# Records to process
---*---
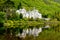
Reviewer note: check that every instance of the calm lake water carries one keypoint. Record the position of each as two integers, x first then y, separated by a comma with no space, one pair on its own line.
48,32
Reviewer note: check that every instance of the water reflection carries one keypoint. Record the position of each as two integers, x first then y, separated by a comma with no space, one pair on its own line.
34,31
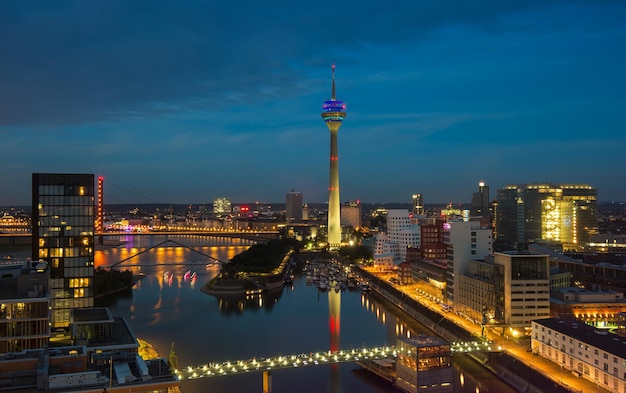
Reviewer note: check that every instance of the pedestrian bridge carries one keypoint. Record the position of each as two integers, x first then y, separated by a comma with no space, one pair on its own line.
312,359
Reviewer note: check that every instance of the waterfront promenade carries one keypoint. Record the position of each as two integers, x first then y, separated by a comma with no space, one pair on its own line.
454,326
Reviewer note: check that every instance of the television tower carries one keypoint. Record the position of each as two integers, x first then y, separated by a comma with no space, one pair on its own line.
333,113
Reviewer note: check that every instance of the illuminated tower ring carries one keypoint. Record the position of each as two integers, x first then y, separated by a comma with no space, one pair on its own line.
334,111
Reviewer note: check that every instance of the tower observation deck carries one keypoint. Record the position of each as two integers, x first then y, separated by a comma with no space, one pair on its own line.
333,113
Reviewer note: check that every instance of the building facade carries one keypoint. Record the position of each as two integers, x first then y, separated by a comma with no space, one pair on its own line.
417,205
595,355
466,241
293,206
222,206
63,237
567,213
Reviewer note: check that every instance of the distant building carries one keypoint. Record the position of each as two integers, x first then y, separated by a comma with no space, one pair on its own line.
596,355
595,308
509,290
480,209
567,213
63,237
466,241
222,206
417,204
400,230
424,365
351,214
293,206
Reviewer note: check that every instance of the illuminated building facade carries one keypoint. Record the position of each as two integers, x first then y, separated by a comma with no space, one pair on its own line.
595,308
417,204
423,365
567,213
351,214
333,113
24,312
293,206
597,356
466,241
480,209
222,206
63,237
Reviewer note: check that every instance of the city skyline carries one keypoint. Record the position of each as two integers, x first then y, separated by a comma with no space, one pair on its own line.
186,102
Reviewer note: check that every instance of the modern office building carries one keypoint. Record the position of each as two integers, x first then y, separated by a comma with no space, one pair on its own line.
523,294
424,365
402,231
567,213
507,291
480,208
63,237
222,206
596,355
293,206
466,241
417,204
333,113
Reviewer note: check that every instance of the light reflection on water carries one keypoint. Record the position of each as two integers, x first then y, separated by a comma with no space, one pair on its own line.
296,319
---*---
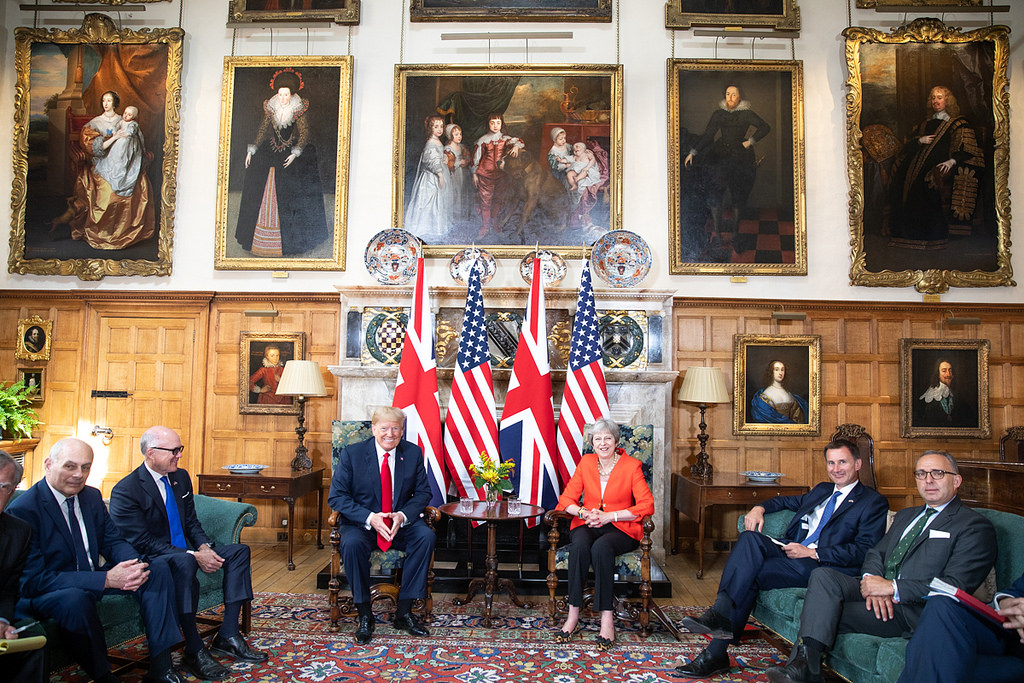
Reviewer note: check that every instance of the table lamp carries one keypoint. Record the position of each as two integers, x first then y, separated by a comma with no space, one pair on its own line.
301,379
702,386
---*---
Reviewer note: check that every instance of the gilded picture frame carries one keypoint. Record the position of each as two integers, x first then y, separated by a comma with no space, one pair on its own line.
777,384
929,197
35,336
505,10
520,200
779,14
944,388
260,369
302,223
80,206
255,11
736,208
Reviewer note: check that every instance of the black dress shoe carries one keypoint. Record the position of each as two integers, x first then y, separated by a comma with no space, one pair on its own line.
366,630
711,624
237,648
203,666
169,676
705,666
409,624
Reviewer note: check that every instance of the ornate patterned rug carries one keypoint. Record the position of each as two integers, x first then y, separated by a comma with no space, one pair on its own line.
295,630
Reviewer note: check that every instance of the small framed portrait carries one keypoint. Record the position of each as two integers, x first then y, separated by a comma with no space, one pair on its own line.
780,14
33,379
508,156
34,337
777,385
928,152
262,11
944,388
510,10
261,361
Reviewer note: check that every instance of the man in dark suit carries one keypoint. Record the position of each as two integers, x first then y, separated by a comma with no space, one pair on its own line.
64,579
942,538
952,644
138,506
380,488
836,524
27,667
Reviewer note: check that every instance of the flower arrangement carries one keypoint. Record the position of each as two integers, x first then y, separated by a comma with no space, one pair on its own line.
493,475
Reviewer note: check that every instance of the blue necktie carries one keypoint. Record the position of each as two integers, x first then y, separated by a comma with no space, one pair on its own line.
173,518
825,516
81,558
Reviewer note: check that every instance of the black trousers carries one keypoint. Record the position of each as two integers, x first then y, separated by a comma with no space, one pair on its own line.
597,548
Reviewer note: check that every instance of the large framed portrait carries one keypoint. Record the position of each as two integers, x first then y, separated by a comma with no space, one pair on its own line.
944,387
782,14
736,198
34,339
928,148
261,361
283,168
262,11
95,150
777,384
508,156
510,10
---*---
# Problem description
Collect every line of the records that contains the word "black", copying each in full. Case counts.

# Answer to this problem
Reviewer note: check that every instance of the black dress shoe carries one keypoint. Record the position of each as two integers, x first then y, separated by a comma with no space, one pair on its own line.
Reviewer note: check that every instance of the black trousers carries one keypoint. Record the position of each as two integers, x first then y, separated by a comma with no space, one pair on its own line.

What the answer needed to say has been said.